In the past, morbidity on his lightweight calves was as high as 20%, and death loss ran 2% to 3%. After adopting the Excede metaphylactic program, morbidity has dropped to less than 3% and death loss is under 1%. The cost of Excede is based on weight and averages $8 per head for a 350-pound animal, Goldwasser explains.
Over 35 years, the stocker operator has developed a receiving program that he believes works well for the highly-stressed calves he handles. His heifers are purchased by an order buyer and Goldwasser picks them up at the sale barn in truckloads of 30 to 35 head. He hauls them home quickly, releasing them into a half-acre pen with high-quality grass hay and clean water. While space is adequate, it's not roomy enough for the unweaned calves to walk far as they bawl for their mothers. After a while, the young stockers settle down and eat some hay.
The day after arrival, Goldwasser quietly works the calves by himself and turns them back into the pen. The heifers have access from the pen to fresh grass in an adjoining pasture. To prevent the spread of illness, he avoids having other animals share the fenceline in adjacent paddocks for the first month.
GOLDWASSER'S HEALTH PROGRAM
In the initial trip through the chute, Goldwasser gives calves the Excede injection, a modified live five-way (IBR, PI3, BRSV and two strains of BVD) vaccination, a clostridial (blackleg) vaccination and a pour-on dewormer (Dectomax.) Parasite control is important, so a second dose of Dectomax is given after six weeks on pasture. The calves also receive a coccidiostat (Rumensin) mixed in the feed.

(Data items)
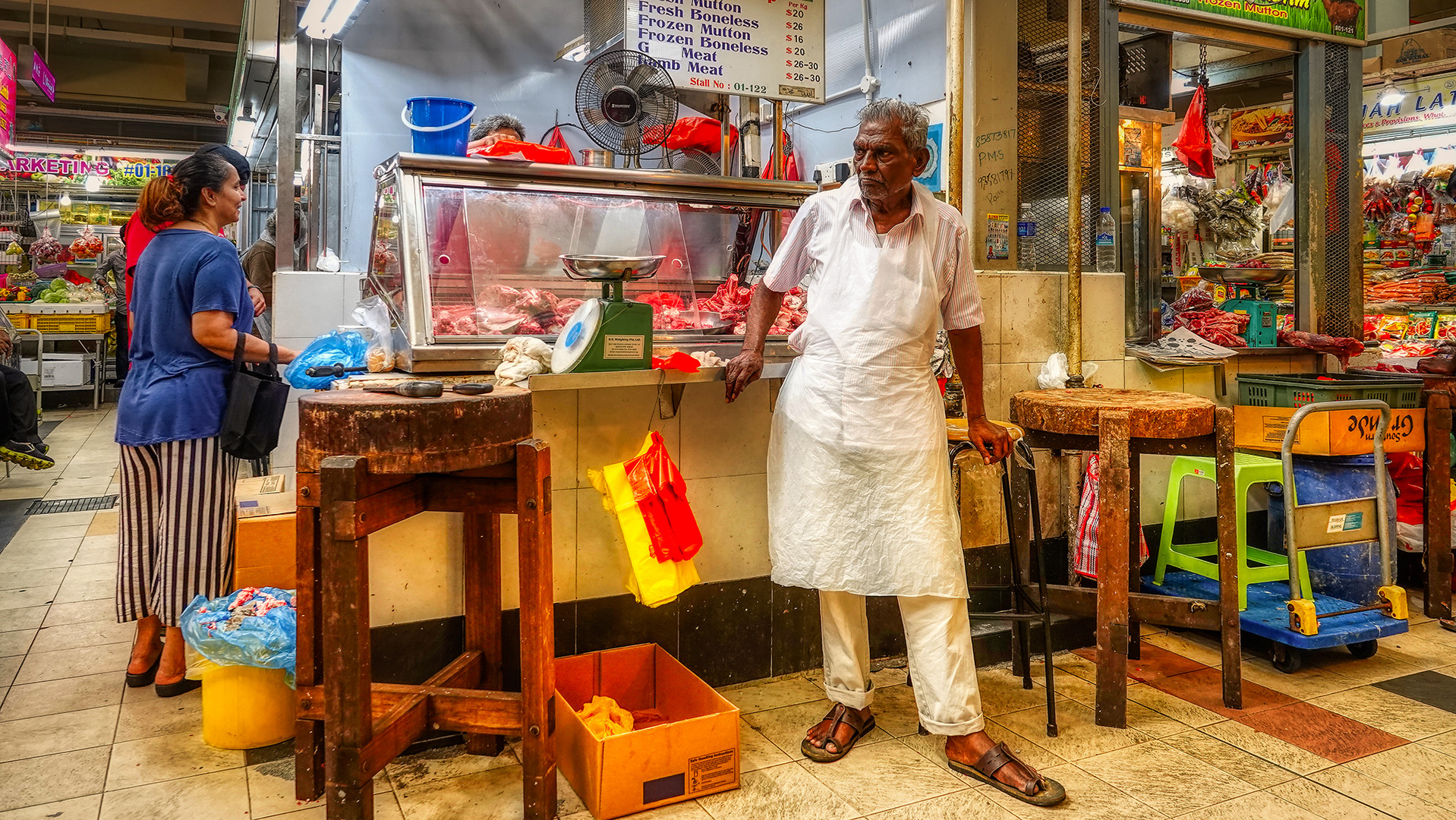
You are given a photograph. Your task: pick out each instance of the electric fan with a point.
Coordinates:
(626, 102)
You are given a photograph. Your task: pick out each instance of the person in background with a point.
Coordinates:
(261, 261)
(137, 235)
(19, 421)
(496, 127)
(191, 312)
(859, 488)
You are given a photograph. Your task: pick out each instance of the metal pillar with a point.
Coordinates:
(1311, 185)
(287, 125)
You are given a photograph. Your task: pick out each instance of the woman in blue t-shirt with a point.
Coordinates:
(177, 484)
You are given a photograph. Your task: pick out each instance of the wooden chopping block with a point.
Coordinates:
(1155, 414)
(408, 436)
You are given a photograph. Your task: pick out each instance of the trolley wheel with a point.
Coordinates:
(1287, 659)
(1363, 648)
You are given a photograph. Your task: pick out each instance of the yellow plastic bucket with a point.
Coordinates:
(247, 707)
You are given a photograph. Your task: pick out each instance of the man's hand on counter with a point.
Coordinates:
(989, 439)
(743, 371)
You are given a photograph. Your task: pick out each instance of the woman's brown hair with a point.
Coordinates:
(178, 196)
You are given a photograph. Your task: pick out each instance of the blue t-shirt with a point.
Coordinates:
(175, 390)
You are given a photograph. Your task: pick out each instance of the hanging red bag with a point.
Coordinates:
(556, 140)
(1194, 143)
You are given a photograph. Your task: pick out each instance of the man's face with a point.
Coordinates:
(884, 163)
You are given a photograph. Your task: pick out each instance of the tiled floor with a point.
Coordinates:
(1338, 740)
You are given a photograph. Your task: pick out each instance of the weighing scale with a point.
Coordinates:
(1246, 285)
(612, 333)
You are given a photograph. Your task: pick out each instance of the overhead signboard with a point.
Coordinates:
(1429, 102)
(35, 74)
(1318, 19)
(6, 99)
(764, 49)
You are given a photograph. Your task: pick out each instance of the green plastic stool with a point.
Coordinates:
(1191, 557)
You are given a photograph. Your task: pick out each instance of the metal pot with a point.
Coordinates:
(597, 158)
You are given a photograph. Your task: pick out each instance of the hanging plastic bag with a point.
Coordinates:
(374, 315)
(254, 626)
(336, 347)
(647, 494)
(1194, 143)
(1085, 548)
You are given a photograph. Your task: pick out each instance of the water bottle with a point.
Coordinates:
(1105, 244)
(1027, 239)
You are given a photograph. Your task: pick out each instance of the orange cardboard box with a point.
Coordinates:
(692, 755)
(1344, 433)
(266, 554)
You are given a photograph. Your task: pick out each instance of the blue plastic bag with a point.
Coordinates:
(252, 626)
(336, 347)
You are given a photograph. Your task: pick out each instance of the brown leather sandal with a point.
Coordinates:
(1045, 791)
(840, 714)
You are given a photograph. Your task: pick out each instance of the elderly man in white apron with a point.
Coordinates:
(859, 487)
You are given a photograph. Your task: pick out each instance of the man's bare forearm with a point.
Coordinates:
(966, 350)
(763, 308)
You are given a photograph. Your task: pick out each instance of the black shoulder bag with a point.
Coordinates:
(257, 399)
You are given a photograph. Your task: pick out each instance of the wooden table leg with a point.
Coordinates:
(1438, 504)
(482, 612)
(348, 723)
(537, 629)
(1226, 504)
(1135, 548)
(307, 740)
(1113, 569)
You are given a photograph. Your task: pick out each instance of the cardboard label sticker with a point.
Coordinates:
(622, 347)
(712, 771)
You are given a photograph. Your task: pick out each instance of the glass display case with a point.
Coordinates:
(468, 252)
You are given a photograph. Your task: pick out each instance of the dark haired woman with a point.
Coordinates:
(177, 484)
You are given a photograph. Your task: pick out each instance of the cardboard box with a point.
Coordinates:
(1417, 49)
(692, 755)
(266, 552)
(266, 496)
(1346, 433)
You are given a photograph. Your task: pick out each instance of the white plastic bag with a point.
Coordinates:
(1054, 372)
(374, 315)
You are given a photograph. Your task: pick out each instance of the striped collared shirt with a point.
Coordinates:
(830, 219)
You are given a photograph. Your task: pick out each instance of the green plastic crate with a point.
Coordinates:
(1299, 390)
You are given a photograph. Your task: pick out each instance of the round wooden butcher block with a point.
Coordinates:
(399, 434)
(1155, 414)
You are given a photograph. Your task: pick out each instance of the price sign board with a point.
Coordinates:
(764, 49)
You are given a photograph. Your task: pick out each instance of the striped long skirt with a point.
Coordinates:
(177, 528)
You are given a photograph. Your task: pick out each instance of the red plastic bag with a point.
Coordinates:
(1194, 143)
(661, 494)
(529, 152)
(556, 140)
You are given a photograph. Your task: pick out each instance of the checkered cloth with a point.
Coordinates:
(1083, 548)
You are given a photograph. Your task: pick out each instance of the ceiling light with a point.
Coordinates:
(326, 17)
(1391, 95)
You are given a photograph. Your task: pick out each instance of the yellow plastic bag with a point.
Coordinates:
(653, 582)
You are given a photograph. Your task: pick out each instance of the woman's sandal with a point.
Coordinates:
(840, 714)
(1046, 790)
(137, 680)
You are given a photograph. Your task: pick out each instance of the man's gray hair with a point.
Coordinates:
(915, 120)
(496, 123)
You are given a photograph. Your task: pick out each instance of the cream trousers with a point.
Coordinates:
(938, 640)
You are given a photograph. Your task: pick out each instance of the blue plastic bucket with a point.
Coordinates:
(1350, 572)
(439, 125)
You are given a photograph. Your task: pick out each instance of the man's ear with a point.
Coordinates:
(922, 159)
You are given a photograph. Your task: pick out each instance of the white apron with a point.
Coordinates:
(859, 484)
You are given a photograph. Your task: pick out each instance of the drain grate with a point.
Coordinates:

▶ Prompt A: In the article on Goldwasser's stocker calves, what four products does he give the calves on their first trip through the chute?
▶ Prompt B: Write what follows next in the article on Goldwasser's stocker calves, picking up after its last sentence.
The data items are separate material, distinct from the article on Goldwasser's stocker calves.

▶ Written response A:
- The Excede injection
- A modified live five-way vaccination (IBR, PI3, BRSV and two strains of BVD)
- A clostridial (blackleg) vaccination
- A pour-on dewormer (Dectomax)

▶ Written response B:
Forage management is the backbone of the whole stocker strategy. Goldwasser buys calves in mid-January and February and runs them on stockpiled fescue while the forage lasts. Next, he feeds high-quality hay until grass greens up in the spring. During their time at the farm, the animals receive 1% of their body weight daily in a pelleted feed supplement that is 12% protein and 80% total digestible nutrients (TDN).
"Managed intensive grazing plays a big role in my stocker program," he says. "Using a large number of paddocks allows me to keep new calves separated when they first arrive and helps me have high-quality forage during the grazing season. High-quality forage is important for these little calves," Goldwasser stresses.
During winter, the heifers gain 1 1⁄2 pounds per day, but their frames are still growing, and the gains will go up to 2 pounds a day when the grass greens up. After that first month, the chance of stockers falling sick decreases, and Goldwasser runs them in larger groups through the intensive grazing rotation.
"In a stocker operation, you earn your money the first month," Goldwasser says. "After that, you don't have to watch the animals quite as closely."